Answer these questions from the text on the film Columbus.
(a) Which two Antonioni films does the text name?
(b) On what date did Columbus open?
(c) Who does Casey put her aspirations on hold to care for?

== Extracted text ==
-------

Video

Nearly 60 years ago, Italian filmmaker Michelangelo Antonioni found an ideal antagonist in Modernism. The stone-and-mortar permanence of the classical was overtaken and erased by the glass-walled ephemerality of the modern, and characters in films like L’Avventura and La Notte find their post-war spiritual malaise framed and exacerbated by the changing landscape.

Today, Modernism, like so many forms of midcentury expression, is up for reconsideration. And when it comes to its cinematic representation, the mode gets a mediative yet passionate defense in Columbus, the first feature by director and video essayist Kogonada, which opened August 4.

Shot on location in the Modernist mecca of Columbus, Indiana, the film is a familiar kind of coming-of-age story. Casey (Haley Lu Richardson), a young architecture obsessive, puts her aspirations on hold to care for her recovering-addict mother. She meets Jin (John Cho), the son of a prominent Korean architect who fell seriously ill hours before delivering a speech in Columbus. Over the course of their budding relationship, both Casey and Jin challenge each other to make painful decisions that upend their trajectories.

Kogonada, who also wrote and edited Columbus, frames this deceptively-slight narrative around a compelling investigation of place. “For me, Modernism seeks to engage and find meaning in absence,” Kogonada says. “The presence of glass, light, walls, and cantilevered beams reveal absence. So emptiness is literally constructed in meaningful ways. The town of Columbus is surrounded by buildings that are thoughtfully and artistically engaging the modern condition, whether we choose to see it or ignore it.”

-------

== Entries supplied ==

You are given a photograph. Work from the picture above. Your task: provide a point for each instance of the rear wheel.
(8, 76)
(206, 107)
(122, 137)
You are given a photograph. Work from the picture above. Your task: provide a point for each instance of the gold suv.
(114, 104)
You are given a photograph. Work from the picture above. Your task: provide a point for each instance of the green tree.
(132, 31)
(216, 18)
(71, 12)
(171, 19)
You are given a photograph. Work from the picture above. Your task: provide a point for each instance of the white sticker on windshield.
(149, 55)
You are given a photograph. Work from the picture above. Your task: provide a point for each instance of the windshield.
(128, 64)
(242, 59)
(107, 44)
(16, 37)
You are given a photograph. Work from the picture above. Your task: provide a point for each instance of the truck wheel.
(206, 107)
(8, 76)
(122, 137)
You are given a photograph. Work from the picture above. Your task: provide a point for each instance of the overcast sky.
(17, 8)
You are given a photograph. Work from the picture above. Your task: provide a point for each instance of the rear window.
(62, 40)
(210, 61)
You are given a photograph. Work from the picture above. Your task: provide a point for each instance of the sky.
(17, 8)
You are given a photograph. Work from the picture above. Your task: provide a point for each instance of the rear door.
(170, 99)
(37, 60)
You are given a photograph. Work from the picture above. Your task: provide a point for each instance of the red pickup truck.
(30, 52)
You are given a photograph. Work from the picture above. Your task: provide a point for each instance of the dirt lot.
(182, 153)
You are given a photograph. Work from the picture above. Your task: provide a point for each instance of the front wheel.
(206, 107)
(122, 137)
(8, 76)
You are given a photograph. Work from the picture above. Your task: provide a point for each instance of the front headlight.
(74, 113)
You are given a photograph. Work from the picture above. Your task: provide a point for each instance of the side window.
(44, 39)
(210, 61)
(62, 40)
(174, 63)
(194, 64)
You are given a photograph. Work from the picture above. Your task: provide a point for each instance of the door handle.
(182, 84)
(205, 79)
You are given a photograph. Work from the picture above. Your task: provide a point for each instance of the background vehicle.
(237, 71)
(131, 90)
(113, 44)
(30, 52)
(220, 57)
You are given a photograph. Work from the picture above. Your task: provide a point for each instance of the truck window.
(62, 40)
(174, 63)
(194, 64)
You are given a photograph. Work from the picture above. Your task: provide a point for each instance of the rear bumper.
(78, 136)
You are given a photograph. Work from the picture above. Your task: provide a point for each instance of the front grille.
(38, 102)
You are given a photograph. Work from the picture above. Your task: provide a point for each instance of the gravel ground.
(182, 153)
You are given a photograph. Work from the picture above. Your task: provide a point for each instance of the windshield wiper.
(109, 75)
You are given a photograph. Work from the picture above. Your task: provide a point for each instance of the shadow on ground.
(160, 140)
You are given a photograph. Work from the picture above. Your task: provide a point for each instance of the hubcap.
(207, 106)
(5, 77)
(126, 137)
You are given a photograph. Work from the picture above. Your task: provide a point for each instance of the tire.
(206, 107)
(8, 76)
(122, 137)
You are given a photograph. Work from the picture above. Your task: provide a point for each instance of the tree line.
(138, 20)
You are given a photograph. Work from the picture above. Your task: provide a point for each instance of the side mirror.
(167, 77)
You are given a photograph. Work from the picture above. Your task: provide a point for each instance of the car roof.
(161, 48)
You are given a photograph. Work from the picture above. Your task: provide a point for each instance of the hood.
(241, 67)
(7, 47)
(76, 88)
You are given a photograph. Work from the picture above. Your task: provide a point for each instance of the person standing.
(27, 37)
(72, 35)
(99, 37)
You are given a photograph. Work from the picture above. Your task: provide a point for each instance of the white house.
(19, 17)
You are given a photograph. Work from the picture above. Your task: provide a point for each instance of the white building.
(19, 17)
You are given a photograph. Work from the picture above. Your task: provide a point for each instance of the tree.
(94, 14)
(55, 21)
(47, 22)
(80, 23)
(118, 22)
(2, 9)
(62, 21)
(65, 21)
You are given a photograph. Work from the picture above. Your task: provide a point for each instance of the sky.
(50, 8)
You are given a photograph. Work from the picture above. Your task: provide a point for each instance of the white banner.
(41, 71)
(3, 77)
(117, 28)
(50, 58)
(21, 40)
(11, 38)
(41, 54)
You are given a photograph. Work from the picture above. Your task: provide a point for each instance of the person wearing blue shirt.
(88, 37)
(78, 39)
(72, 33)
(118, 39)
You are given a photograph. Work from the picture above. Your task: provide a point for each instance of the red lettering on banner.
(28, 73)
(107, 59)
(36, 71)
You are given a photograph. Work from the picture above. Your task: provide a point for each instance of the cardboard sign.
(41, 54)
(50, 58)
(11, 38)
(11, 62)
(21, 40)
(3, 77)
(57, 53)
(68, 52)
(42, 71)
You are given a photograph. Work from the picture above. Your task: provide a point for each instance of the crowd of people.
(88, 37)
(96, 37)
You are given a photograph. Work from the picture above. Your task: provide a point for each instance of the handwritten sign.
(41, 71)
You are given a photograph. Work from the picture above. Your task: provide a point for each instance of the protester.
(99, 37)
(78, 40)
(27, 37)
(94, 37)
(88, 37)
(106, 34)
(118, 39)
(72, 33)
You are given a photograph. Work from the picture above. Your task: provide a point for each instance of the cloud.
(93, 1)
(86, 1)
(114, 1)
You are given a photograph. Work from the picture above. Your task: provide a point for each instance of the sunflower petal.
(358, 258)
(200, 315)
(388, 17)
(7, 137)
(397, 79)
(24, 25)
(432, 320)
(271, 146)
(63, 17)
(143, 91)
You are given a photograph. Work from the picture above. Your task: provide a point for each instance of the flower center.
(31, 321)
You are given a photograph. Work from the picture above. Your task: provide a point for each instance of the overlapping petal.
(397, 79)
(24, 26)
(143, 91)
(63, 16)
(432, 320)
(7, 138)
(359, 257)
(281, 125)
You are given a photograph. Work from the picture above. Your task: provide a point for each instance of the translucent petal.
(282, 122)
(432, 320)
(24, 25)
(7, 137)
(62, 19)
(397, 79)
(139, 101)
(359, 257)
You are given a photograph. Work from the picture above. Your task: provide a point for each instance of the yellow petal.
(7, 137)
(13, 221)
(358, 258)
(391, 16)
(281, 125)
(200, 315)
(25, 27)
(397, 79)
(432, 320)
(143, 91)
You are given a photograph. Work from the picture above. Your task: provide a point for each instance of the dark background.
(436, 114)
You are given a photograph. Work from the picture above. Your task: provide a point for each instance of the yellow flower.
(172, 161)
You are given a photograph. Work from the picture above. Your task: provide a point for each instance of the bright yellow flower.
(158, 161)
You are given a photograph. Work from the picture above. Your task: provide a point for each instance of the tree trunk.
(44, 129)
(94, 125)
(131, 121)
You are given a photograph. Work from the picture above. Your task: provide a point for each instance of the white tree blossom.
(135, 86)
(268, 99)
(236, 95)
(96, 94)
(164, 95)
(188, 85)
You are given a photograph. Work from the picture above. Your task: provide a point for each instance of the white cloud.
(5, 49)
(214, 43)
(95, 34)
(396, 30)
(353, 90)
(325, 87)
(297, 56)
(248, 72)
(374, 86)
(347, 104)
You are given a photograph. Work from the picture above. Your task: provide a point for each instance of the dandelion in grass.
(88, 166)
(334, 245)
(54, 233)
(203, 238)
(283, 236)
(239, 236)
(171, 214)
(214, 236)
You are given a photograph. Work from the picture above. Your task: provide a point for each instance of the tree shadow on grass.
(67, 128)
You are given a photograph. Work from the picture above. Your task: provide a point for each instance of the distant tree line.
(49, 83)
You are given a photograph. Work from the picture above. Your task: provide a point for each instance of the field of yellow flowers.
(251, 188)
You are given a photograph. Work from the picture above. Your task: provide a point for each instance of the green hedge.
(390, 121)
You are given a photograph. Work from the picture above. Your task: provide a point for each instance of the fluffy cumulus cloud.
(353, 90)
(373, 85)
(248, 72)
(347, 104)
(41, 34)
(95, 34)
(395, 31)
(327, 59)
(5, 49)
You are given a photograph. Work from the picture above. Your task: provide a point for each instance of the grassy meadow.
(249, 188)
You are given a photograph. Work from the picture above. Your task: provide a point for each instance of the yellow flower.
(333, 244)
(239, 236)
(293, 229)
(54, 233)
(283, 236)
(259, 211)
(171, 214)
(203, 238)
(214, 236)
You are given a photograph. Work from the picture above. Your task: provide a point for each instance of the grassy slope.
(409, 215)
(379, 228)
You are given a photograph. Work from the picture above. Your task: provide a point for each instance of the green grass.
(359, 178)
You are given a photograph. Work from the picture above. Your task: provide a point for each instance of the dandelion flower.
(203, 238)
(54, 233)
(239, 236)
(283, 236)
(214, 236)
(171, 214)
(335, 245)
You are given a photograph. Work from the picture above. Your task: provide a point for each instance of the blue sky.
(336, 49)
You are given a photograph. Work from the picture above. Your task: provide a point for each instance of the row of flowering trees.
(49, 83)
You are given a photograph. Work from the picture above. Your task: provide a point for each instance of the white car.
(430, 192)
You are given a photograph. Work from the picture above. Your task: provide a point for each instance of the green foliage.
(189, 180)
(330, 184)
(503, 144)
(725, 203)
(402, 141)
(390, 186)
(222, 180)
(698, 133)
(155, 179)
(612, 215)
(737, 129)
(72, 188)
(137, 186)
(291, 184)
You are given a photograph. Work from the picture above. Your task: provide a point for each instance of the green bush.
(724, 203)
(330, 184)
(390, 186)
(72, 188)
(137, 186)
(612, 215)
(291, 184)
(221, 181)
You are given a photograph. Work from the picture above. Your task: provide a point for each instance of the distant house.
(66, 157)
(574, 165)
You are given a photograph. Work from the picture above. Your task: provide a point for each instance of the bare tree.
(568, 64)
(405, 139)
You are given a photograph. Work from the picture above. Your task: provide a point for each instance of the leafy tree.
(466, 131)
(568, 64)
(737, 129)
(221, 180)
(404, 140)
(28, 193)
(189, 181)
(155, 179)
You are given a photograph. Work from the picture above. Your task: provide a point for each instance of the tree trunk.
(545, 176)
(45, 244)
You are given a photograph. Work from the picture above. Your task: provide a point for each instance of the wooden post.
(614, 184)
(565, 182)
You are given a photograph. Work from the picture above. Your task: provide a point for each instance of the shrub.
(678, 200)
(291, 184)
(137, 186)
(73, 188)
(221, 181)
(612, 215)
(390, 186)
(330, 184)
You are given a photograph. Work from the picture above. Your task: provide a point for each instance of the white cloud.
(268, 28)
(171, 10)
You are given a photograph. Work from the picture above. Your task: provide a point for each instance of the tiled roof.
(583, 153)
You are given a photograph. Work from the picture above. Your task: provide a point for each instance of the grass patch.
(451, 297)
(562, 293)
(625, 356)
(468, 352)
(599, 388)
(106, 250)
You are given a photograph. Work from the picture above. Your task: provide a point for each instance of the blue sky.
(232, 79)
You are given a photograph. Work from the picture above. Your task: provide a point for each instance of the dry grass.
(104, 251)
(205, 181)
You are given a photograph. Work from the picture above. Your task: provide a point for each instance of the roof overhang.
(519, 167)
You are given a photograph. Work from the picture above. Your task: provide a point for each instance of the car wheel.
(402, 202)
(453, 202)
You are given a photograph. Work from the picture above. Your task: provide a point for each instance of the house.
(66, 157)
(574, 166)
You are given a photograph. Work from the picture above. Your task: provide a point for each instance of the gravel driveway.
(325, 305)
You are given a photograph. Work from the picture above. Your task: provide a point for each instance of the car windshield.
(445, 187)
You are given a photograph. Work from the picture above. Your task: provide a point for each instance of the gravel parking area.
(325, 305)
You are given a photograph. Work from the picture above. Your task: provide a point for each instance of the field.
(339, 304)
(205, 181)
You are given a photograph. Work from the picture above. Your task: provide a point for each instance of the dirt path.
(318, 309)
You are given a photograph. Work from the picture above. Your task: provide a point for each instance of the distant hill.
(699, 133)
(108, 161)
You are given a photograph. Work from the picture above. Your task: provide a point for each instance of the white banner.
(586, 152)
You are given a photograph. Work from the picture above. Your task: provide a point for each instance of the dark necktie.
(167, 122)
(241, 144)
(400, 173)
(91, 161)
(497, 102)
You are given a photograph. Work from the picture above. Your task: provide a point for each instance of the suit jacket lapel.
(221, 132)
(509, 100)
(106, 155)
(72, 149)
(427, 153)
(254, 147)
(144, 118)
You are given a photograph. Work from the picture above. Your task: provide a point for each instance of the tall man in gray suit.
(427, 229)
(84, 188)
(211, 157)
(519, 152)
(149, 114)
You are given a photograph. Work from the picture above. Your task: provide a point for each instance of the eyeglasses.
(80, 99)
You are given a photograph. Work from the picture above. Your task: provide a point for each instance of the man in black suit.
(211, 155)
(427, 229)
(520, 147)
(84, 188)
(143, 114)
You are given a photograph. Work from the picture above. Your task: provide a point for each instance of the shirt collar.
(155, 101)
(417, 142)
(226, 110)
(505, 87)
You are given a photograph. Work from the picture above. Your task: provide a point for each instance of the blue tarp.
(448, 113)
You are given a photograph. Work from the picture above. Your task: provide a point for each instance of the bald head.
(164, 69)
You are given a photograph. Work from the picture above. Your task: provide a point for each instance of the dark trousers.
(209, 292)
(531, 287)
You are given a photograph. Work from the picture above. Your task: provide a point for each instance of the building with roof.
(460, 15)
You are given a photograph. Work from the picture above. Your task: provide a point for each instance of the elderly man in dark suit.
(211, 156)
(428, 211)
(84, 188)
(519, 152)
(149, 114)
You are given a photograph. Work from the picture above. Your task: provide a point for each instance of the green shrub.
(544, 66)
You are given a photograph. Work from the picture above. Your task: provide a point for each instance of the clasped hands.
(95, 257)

-------

== Final answer ==
(a) L'Avventura and La Notte
(b) August 4
(c) Her recovering-addict mother